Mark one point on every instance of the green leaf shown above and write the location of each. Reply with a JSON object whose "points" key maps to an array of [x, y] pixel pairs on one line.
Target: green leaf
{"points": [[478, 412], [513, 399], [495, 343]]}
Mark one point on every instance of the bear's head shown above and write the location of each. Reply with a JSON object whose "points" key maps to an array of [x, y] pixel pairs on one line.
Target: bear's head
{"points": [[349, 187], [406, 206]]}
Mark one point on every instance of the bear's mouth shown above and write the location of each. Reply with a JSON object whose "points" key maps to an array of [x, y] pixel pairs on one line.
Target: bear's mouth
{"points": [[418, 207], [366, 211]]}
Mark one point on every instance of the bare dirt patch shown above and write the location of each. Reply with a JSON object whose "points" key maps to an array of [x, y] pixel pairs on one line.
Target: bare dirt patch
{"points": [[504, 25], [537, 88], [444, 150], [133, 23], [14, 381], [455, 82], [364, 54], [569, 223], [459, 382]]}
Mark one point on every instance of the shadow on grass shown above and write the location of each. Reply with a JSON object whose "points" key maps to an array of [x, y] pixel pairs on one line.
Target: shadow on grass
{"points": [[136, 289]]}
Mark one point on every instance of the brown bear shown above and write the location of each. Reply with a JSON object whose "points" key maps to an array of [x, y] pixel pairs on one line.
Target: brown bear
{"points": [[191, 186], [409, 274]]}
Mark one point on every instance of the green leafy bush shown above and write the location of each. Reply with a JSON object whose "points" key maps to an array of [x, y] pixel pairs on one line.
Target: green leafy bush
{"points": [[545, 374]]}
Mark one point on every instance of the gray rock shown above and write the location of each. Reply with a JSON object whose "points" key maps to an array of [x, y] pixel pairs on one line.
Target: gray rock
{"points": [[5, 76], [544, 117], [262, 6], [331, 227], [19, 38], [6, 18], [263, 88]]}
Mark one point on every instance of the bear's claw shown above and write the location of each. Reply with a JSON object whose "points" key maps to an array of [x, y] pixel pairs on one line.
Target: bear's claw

INSTRUCTION
Quote every line of the material above word for word, with no changes.

SOLUTION TO THE PROBLEM
Mark one point on every instance of the green leaf shown above and write the location of each. Reply with a JSON object whose "points" key maps to an array of [x, y] pixel pairs on one line.
Target: green leaf
{"points": [[478, 412], [513, 399], [495, 343]]}
Mark one point on every instance of the bear's head shown above and write the location of each. Reply with a JSON object whose "points" key maps to an array of [x, y] pixel pairs on one line.
Target: bear's head
{"points": [[349, 187], [406, 206]]}
Mark one point on every instance of the bear's mouth shown above and write the location of each. Reply with a JSON object whose "points" key maps to an array of [x, y] pixel pairs on one line.
Target: bear's mouth
{"points": [[418, 207], [366, 211]]}
Mark one point on every instance of the bare dirt patch shown above and write the location of each. Reply with a JSON object whose "points" key maps to an array of [x, y] pixel pairs on one line.
Target: bare dirt patch
{"points": [[504, 25], [537, 88], [444, 150], [133, 23], [14, 381], [455, 82], [364, 54], [569, 223], [459, 382]]}
Mark one point on every instance of the shadow on grass shown above and write the location of each. Reply with a JSON object whose "points" key maps to an array of [x, y] pixel pairs on one line.
Target: shadow on grass
{"points": [[136, 289]]}
Mark one point on every instance of the brown bear shown above and write the location of each. Reply with a JSON object whose "points" key maps to an array of [x, y] pixel pairs on one line.
Target: brown bear
{"points": [[191, 186], [409, 274]]}
Mark one point on every instance of the green leafy bush shown above and write the location of each. Reply with a JSON object whose "points" key maps to an array of [x, y] pixel pairs on one line.
Target: green leafy bush
{"points": [[545, 374]]}
Mark one point on every instance of the gray rock shown above and write the location of each. Reply with a JSON object whose "points" key maps to an array of [x, y] pixel pairs on one line.
Target: gray rock
{"points": [[5, 76], [544, 117], [262, 6], [331, 227], [19, 38], [6, 18], [263, 88]]}
Mark one point on every instance of the bear's claw shown above and write the location of each. Reply with a JSON object whose "points" key maps to an array of [x, y] pixel pairs on one line.
Target: bear's claw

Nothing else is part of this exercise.